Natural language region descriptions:
┌────────
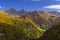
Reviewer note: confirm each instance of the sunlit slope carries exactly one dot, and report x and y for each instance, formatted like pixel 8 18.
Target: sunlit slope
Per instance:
pixel 18 28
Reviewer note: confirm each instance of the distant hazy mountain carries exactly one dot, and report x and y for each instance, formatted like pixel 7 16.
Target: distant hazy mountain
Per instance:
pixel 52 34
pixel 18 28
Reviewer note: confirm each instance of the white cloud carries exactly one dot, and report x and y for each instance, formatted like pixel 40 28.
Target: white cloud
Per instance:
pixel 0 7
pixel 52 7
pixel 35 0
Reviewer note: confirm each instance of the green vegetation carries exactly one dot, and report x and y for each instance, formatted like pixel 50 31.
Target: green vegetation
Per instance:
pixel 52 34
pixel 18 29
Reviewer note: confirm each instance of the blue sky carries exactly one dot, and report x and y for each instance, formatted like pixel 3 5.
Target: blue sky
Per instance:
pixel 30 5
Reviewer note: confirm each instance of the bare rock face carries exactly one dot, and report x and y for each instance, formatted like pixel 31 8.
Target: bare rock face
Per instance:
pixel 52 34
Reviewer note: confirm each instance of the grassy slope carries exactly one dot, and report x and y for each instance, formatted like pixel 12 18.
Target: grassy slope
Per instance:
pixel 23 29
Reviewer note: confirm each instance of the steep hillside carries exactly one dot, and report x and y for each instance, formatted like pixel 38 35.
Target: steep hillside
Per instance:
pixel 52 34
pixel 18 29
pixel 43 19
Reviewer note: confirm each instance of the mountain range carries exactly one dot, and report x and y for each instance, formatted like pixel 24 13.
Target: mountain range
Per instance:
pixel 41 18
pixel 24 25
└────────
TASK DESCRIPTION — Omit the pictures; restate every entry word for word.

SOLUTION FOR THIS EXERCISE —
Reviewer note: confirm each instance of the sunlit slope carries exactly one dot, and report x and y for each instance, formatted like pixel 8 18.
Target: sunlit slope
Per instance:
pixel 18 28
Reviewer note: confirm each instance of the distant hazy mountain carries exactly one dot, and report x and y for each instance, formatted like pixel 7 16.
Target: distant hazy mountain
Per instance:
pixel 52 34
pixel 18 28
Reviewer note: confirm each instance of the white cloud carries exactly one dot, and report x and y for each instance, formatted like pixel 40 28.
Target: white cloud
Per instance:
pixel 0 7
pixel 52 7
pixel 35 0
Reviewer note: confirm each instance of the green vegetation carries exactly one dot, and report x and y for each instance, formatted like pixel 50 31.
Target: green vegetation
Per instance:
pixel 52 34
pixel 18 29
Reviewer note: confirm each instance of the blue sky carries exactly one dot, and report x and y for each instance, formatted like pixel 3 5.
Target: blue sky
Per instance:
pixel 30 5
Reviewer note: confirm each instance of the bare rock face carries exactly one dot, and report x and y for each instance, formatted like pixel 31 8.
Target: bare rock face
Per instance:
pixel 52 34
Reviewer note: confirm each instance of the grassy slope carries exactly one dot, and report x and y for each instance, formatted like pixel 12 18.
Target: grassy slope
Per instance:
pixel 23 29
Reviewer note: confirm each instance of the steep hillside carries exactly one dot, and report x and y for each instance, formatted like pixel 38 35.
Target: steep hillside
Per instance:
pixel 52 34
pixel 18 29
pixel 43 19
Reviewer note: confirm each instance of the mountain range carries exactly one dot, and report x and y for each instance, formatted like pixel 24 13.
Target: mountain range
Per instance:
pixel 41 18
pixel 24 25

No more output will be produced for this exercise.